▶ [EXERCISE TASKS]
A) Please return the stretch of the frog-keeping thread from "You should buy" through "tomopterna or hypochondrialis?".
B) Name every distinct username that appears in a post header in the frog-keeping thread, listing each only once.

▶ [TEXT PROVIDED]

Actually, Derek.... That rack is sort of for sale. I keep suggesting turning it into a pumilio rack, but my partners aren't as nerdy about frogs as I am.  

You should buy it! I'll drive it out to your house and help you set it up.  Perfect for a pumilio nerd like yourself. 


Dan


----------



## fieldnstream (Sep 11, 2009)

Are the Phyllomedusa tads tomopterna or hypochondrialis?


----------



## Derek Benson (Feb 19, 2004)

I'll show you a pum rack


----------



## SmallScaleDan (Nov 16, 2008)

hypochondrialis


----------



## Derek Benson (Feb 19, 2004)

Are the tanks drilled? I see you have a misting system on there as well.


----------



## froggie4queen (Apr 9, 2007)

Really enjoyed your thread.
Gorgeous frogs and tanks.
I've got a pair of BYHs..just waiting for some action!

rosie


----------



## SmallScaleDan (Nov 16, 2008)

Yes. All of them are drilled and have spray nozzles. I have all the equipment to hook them up and get them running...other than the pump itself. I'm keeping it for my other systems.  

Dan


----------



## sarasmiles (Sep 5, 2012)

Great pics!


----------



## soulis (Sep 7, 2012)

you are just another example of how this can been an amazing hobbie.. nice very nice


----------

Location labeling records
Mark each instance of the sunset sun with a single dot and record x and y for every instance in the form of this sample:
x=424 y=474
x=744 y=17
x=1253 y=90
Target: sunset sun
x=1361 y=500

▶ [EXERCISE SOLUTIONS]
A)
You should buy it! I'll drive it out to your house and help you set it up.  Perfect for a pumilio nerd like yourself. 


Dan


----------



## fieldnstream (Sep 11, 2009)

Are the Phyllomedusa tads tomopterna or hypochondrialis?

B)
fieldnstream
Derek Benson
SmallScaleDan
froggie4queen
sarasmiles
soulis